### 短い課題
「of the paved」を含む行から「M 112 117 L 16 112 L 70 213 Z」を含む行までを、両端の行も含めて一字一句変えずに書き写してください。

### 提供された行
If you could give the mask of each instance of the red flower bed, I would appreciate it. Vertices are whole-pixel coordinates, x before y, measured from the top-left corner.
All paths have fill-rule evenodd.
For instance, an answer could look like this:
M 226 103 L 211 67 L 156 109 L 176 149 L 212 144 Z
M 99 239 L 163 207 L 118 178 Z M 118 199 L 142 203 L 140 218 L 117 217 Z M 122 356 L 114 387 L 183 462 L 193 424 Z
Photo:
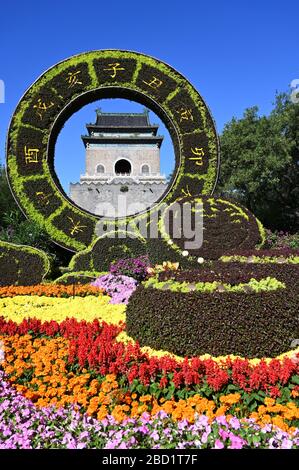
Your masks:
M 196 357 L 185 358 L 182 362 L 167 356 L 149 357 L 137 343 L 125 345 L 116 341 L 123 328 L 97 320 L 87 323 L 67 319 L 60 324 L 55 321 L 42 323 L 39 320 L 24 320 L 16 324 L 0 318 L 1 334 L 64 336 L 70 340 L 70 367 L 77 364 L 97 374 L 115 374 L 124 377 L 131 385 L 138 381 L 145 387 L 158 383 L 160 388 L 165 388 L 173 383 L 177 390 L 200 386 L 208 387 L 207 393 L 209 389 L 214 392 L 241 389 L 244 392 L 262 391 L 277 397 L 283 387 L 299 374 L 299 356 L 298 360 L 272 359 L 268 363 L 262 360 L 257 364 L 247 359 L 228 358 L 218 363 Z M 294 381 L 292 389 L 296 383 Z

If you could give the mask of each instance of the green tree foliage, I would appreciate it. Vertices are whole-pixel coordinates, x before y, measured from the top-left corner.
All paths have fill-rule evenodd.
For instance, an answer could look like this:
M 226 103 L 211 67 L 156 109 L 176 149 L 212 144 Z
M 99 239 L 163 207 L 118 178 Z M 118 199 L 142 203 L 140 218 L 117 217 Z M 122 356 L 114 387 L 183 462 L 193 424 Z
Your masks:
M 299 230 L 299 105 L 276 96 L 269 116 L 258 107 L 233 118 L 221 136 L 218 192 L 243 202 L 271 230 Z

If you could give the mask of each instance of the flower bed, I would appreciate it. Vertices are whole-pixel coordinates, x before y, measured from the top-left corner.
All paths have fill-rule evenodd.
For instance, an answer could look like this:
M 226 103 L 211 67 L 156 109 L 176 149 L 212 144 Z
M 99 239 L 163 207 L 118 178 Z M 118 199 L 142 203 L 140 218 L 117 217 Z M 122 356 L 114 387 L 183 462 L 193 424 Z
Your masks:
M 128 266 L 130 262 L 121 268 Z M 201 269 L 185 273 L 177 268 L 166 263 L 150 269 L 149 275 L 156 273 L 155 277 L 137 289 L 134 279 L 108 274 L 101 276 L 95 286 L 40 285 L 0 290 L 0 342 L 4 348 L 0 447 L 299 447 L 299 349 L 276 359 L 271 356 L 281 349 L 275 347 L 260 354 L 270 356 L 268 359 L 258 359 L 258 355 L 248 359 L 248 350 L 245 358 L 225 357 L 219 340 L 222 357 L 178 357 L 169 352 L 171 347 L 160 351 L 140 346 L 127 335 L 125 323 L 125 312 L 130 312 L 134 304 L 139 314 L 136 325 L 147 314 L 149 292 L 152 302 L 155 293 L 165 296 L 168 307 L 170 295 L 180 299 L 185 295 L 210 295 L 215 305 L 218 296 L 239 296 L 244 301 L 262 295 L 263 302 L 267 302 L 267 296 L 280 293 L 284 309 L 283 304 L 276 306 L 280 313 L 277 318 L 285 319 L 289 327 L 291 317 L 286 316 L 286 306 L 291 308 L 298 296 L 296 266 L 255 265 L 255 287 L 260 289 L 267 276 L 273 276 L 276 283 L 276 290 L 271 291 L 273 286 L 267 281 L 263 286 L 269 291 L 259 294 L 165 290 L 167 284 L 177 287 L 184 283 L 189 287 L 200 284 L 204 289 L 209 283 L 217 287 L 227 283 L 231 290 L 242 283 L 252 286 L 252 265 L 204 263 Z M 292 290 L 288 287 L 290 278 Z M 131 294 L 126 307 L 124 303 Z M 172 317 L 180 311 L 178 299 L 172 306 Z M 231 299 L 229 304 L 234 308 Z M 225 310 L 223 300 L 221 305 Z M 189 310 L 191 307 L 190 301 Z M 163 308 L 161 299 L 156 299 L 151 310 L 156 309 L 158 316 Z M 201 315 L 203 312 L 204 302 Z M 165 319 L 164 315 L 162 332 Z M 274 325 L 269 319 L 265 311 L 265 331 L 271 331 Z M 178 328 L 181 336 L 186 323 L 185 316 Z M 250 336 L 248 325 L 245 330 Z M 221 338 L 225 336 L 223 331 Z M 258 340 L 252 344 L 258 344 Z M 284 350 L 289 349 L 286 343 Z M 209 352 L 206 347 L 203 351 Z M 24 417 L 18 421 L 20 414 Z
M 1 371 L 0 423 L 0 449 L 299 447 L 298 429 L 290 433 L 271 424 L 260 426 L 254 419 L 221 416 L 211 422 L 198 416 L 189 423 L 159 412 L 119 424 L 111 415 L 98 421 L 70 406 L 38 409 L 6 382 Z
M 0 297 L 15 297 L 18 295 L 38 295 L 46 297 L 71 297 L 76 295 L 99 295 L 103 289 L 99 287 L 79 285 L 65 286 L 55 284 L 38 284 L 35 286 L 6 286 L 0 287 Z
---
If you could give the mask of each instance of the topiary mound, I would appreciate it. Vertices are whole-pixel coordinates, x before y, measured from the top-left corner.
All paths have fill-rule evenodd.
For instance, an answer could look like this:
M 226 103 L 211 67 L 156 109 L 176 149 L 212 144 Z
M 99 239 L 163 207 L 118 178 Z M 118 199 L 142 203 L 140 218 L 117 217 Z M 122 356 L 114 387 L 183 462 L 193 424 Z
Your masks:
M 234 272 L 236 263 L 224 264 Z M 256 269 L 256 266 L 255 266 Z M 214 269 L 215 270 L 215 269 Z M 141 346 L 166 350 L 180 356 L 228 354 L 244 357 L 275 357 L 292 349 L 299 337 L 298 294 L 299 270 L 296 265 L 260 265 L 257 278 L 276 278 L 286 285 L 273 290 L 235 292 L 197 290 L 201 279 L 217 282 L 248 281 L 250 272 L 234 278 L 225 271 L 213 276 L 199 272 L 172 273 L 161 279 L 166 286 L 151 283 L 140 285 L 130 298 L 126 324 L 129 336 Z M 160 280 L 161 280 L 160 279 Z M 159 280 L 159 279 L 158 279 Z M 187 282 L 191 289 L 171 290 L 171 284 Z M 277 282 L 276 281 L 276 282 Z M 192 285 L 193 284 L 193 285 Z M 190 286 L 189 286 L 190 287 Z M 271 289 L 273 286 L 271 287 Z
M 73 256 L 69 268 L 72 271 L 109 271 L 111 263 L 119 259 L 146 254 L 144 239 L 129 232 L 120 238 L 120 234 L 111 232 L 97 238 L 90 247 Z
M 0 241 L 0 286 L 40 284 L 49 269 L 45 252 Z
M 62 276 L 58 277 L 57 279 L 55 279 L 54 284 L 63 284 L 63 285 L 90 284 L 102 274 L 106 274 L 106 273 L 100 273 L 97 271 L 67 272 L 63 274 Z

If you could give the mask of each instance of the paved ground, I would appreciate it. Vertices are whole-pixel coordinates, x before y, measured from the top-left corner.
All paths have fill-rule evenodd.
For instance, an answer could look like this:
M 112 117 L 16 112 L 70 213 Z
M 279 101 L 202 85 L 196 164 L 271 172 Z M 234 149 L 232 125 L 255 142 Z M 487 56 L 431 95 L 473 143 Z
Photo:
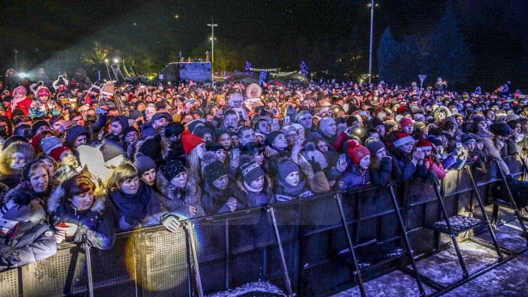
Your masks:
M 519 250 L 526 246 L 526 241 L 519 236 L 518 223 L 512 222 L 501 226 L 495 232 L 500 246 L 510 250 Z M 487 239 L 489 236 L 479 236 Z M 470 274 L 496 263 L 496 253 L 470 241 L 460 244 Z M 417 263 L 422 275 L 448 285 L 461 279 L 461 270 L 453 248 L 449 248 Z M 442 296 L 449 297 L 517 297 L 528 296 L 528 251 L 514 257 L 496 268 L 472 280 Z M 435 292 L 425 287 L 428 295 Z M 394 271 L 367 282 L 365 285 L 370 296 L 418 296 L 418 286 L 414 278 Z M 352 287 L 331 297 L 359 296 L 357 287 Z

### 課題の結果
If you could give the mask of each instance of the paved ground, I would appreciate it. Vertices are whole-pixel coordinates, x before y, measured from the top-left corner.
All paths have fill-rule evenodd.
For instance, an answer could look like this:
M 112 117 L 16 112 L 70 213 Z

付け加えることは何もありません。